[Begin LISTED ENTRIES]

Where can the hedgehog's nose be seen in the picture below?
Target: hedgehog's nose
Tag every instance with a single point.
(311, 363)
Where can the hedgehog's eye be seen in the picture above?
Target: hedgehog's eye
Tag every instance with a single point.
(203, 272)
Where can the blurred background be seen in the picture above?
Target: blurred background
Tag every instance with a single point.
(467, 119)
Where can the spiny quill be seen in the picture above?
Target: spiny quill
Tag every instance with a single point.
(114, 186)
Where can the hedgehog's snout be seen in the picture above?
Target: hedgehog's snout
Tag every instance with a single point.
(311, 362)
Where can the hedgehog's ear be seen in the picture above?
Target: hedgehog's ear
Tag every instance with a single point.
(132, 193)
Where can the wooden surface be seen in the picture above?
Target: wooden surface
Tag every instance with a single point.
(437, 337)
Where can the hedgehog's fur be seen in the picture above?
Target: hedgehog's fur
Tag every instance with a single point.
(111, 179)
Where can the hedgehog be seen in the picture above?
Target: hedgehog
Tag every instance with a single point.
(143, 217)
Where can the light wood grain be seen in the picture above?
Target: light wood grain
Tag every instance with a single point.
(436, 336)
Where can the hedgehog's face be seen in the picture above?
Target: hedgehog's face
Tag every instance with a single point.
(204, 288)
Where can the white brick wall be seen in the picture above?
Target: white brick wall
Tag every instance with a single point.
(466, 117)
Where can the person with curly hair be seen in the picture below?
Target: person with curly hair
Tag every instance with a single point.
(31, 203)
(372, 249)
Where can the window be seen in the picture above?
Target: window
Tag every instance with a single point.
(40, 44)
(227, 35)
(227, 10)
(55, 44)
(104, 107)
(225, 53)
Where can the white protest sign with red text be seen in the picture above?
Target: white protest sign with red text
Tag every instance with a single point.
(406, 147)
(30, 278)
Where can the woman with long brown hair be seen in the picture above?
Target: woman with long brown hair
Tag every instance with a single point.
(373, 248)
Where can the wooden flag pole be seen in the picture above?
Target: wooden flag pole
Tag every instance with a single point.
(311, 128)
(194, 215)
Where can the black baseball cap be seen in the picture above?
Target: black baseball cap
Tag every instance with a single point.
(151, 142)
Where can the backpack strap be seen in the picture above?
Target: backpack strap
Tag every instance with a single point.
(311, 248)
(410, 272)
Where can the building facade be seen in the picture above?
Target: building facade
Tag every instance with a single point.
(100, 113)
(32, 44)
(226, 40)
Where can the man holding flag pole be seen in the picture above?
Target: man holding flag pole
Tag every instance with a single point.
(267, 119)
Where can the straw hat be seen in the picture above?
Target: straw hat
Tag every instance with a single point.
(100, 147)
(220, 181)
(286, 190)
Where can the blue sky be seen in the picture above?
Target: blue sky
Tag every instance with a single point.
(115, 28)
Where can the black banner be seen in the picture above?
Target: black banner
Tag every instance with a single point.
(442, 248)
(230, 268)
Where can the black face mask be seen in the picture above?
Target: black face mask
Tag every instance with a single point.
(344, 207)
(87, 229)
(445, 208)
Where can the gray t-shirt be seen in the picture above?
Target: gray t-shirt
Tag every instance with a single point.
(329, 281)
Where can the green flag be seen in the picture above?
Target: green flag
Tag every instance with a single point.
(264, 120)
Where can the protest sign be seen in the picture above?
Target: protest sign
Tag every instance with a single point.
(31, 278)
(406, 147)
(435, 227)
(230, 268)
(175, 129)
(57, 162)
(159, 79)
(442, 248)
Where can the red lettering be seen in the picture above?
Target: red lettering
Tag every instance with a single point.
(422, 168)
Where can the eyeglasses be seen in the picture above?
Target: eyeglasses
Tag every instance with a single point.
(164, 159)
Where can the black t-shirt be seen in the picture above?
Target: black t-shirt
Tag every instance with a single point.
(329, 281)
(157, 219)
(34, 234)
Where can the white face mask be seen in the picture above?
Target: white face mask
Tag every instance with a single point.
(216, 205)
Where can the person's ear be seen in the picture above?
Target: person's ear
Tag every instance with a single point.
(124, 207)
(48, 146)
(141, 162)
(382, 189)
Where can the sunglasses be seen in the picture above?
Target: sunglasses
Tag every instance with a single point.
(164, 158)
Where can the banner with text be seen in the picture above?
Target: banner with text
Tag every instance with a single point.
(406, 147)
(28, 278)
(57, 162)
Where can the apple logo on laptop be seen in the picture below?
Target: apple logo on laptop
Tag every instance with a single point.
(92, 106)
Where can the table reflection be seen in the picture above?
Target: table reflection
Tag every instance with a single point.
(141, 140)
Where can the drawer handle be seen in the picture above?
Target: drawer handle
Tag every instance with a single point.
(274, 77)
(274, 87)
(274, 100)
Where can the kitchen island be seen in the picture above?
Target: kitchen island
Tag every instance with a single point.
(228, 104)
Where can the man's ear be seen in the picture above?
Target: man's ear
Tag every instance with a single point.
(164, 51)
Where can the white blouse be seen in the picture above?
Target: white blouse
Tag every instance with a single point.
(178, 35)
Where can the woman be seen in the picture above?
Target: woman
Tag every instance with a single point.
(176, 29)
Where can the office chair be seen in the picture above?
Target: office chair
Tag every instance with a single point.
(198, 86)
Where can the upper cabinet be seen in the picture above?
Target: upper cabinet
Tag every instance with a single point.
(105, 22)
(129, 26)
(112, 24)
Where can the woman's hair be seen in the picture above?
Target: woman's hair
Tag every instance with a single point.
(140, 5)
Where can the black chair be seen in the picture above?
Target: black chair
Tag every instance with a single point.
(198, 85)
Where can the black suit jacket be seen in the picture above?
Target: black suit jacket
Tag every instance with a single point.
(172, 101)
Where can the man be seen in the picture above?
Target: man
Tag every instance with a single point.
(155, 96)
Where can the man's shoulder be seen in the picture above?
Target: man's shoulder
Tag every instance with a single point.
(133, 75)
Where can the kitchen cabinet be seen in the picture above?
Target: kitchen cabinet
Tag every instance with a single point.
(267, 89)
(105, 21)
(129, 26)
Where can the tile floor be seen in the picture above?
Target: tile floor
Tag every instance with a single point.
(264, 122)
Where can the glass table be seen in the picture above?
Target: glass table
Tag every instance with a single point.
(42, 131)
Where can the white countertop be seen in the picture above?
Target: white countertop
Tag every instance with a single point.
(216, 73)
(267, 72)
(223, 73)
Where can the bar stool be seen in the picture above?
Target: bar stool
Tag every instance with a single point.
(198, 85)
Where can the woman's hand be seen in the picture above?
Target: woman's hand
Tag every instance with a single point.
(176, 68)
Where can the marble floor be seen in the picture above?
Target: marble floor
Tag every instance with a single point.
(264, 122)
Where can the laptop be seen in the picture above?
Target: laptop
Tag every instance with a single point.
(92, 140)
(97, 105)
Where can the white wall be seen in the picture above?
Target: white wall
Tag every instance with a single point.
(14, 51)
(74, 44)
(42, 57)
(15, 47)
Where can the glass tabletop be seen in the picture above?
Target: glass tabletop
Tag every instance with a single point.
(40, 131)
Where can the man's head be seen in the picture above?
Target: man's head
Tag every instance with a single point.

[End LISTED ENTRIES]

* _EXERCISE GOAL_
Please output all of the items above again, word for word and without any changes.

* _OUTPUT OF THE TASK_
Where can the hedgehog's nose be seen in the picture below?
Target: hedgehog's nose
Tag every instance with a single point.
(311, 363)
Where can the hedgehog's eye be seen in the picture above?
Target: hedgehog's eye
Tag every instance with a single point.
(203, 272)
Where can the blurred background be seen in the picture above?
Target: blurred background
Tag every instance with a single point.
(467, 119)
Where can the spiny quill be seen in the picture above?
Target: spiny quill
Tag every instance with a single point.
(114, 186)
Where can the hedgehog's snout be seen in the picture above?
Target: hedgehog's snout
Tag every instance with a single point.
(311, 362)
Where can the hedgehog's ear be seen in the picture above?
Target: hedgehog's ear
Tag every instance with a single point.
(132, 193)
Where can the wooden surface be seen in the picture above?
Target: wooden surface
Tag every instance with a single point.
(437, 337)
Where can the hedgehog's fur be seen in the picture above?
Target: hedgehog's fur
Tag every instance with a single point.
(111, 179)
Where can the hedgehog be seen in the picture above?
Target: hedgehog
Tag every instance with a single point.
(143, 217)
Where can the light wood grain be seen in the picture above?
Target: light wood grain
Tag every instance with a single point.
(436, 336)
Where can the hedgehog's face be seen in the picture above?
Target: hedgehog's face
Tag every instance with a single point.
(204, 288)
Where can the white brick wall be seen in the picture above?
Target: white brick wall
Tag every instance with a single point.
(466, 117)
Where can the person with curly hair be seen in the picture below?
Target: person with curly hair
Tag every instance with a single point.
(31, 203)
(372, 249)
Where can the window be seen in the picture above?
Target: window
Tag every instance with a single point.
(40, 44)
(227, 35)
(227, 10)
(55, 44)
(104, 107)
(225, 53)
Where can the white protest sign with red text be seen in the picture above?
Target: white protest sign with red text
Tag every instance with a single point.
(406, 147)
(30, 278)
Where can the woman with long brown hair be seen in the picture above?
Target: woman with long brown hair
Tag every instance with a single point.
(373, 248)
Where can the wooden flag pole be seen in the picture above?
Target: wooden flag pole
Tag every instance with a single point.
(311, 128)
(194, 215)
Where can the black baseball cap be seen in the picture above?
Target: black baseball cap
Tag every instance with a single point.
(151, 142)
Where can the backpack strap be seen in the picture above?
Target: backpack strap
Tag every instance with a single point.
(311, 248)
(410, 272)
Where can the building facade be seen in the picture above?
Target: building facade
Tag every instance with a single point.
(100, 113)
(32, 44)
(226, 40)
Where can the man holding flag pole be seen in the picture above?
Target: man holding flag pole
Tag every instance with a single point.
(267, 119)
Where can the straw hat be seen in the picture above?
Target: straw hat
Tag every instance with a single point.
(100, 147)
(220, 181)
(286, 190)
Where can the blue sky be seen in the picture above?
Target: blue sky
Tag every instance with a single point.
(115, 28)
Where can the black banner be seen in the picture above?
Target: black banner
Tag every instance with a single point.
(442, 248)
(230, 268)
Where can the black face mask be seen in the picture above?
Target: black face mask
Tag every instance with a single point.
(344, 207)
(87, 229)
(445, 208)
Where can the gray t-shirt be seen in the picture above?
Target: gray t-shirt
Tag every instance with a single point.
(329, 281)
Where can the green flag be seen in the picture above?
Target: green flag
Tag every instance with a single point.
(264, 120)
Where can the protest sign be seen in the picture above?
Target: protest sign
Tag every instance with a single point.
(31, 278)
(406, 147)
(435, 227)
(230, 268)
(175, 129)
(57, 162)
(159, 79)
(442, 248)
Where can the red lettering be seen in the picture above?
Target: red lettering
Tag every instance with a single point.
(422, 168)
Where can the eyeglasses be seen in the picture above?
Target: eyeglasses
Tag every instance with a single point.
(164, 159)
Where can the black t-shirt be seen in the picture above?
Target: black t-shirt
Tag every instance with a single point.
(329, 281)
(157, 219)
(34, 234)
Where can the white face mask be seen in the picture above?
Target: white face mask
Tag every instance with a single point.
(216, 205)
Where can the person's ear be seen in the picture above?
Target: person's ear
Tag every instance with a single point.
(124, 207)
(48, 146)
(141, 162)
(382, 189)
Where can the sunglasses be seen in the picture above?
Target: sunglasses
Tag every instance with a single point.
(164, 158)
Where can the banner with text be seen in the picture above?
Target: banner with text
Tag every instance with a single point.
(406, 147)
(28, 278)
(57, 162)
Where can the apple logo on laptop be seen in the picture below?
Target: apple logo on laptop
Tag every instance with a single point.
(92, 106)
Where can the table reflection be seen in the picture above?
Target: table reflection
Tag every instance with a single point.
(141, 140)
Where can the drawer handle be seen in the picture above?
Target: drawer handle
Tag every instance with a single point.
(274, 77)
(274, 87)
(274, 100)
Where can the kitchen island be seen in the picture above?
Target: kitchen island
Tag every instance with a single point.
(228, 104)
Where can the man's ear be seen in the picture above?
Target: man's ear
Tag every instance with a single point.
(164, 51)
Where can the white blouse be seen in the picture above?
Target: white blouse
Tag every instance with a single point.
(178, 35)
Where can the woman be seen in the picture above?
Target: woman
Tag every instance with a single point.
(176, 29)
Where can the office chair be seen in the picture above?
Target: office chair
Tag every instance with a single point.
(198, 86)
Where can the upper cabinet be seen in the picture above?
Target: upper cabinet
Tag every instance with a single point.
(105, 22)
(129, 26)
(112, 24)
Where can the woman's hair be seen in the picture above?
Target: woman's hair
Tag every instance with a single point.
(140, 5)
Where can the black chair be seen in the picture above?
Target: black chair
Tag every instance with a single point.
(198, 85)
Where can the black suit jacket be seen in the picture above?
Target: black suit jacket
Tag every instance with a single point.
(172, 101)
Where can the man be seen in the picture above?
Target: man
Tag every instance with a single point.
(155, 96)
Where can the man's shoulder be seen in the picture above?
Target: man's shoulder
Tag every instance with a single point.
(133, 75)
Where can the kitchen cabinet be seen in the picture above?
Target: kitchen cabinet
Tag every instance with a single point.
(267, 89)
(105, 21)
(129, 26)
Where can the tile floor be seen in the picture above?
Target: tile floor
Tag every instance with a single point.
(264, 122)
Where can the glass table be seen in the picture above?
Target: glass table
Tag every instance with a single point.
(42, 131)
Where can the white countertop be seen in the picture above?
Target: white countertop
Tag every instance with a single point.
(216, 73)
(267, 72)
(223, 73)
Where can the bar stool be seen in the picture above?
Target: bar stool
Tag every instance with a single point.
(198, 85)
Where can the woman's hand be seen in the picture above?
Target: woman's hand
Tag every instance with a single point.
(176, 68)
Where can the marble floor be seen in the picture above?
Target: marble floor
Tag every instance with a single point.
(264, 122)
Where can the laptop be seen in the picture above?
Target: laptop
Tag every instance with a single point.
(92, 140)
(97, 105)
Where can the white wall be seen in the picture above?
Target: white wall
Tag every instance with a single point.
(14, 51)
(74, 44)
(42, 57)
(15, 47)
Where can the glass tabletop be seen in the picture above?
Target: glass tabletop
Tag every instance with a single point.
(40, 131)
Where can the man's head be seen in the picture above?
Target: man's head
Tag every instance with a single point.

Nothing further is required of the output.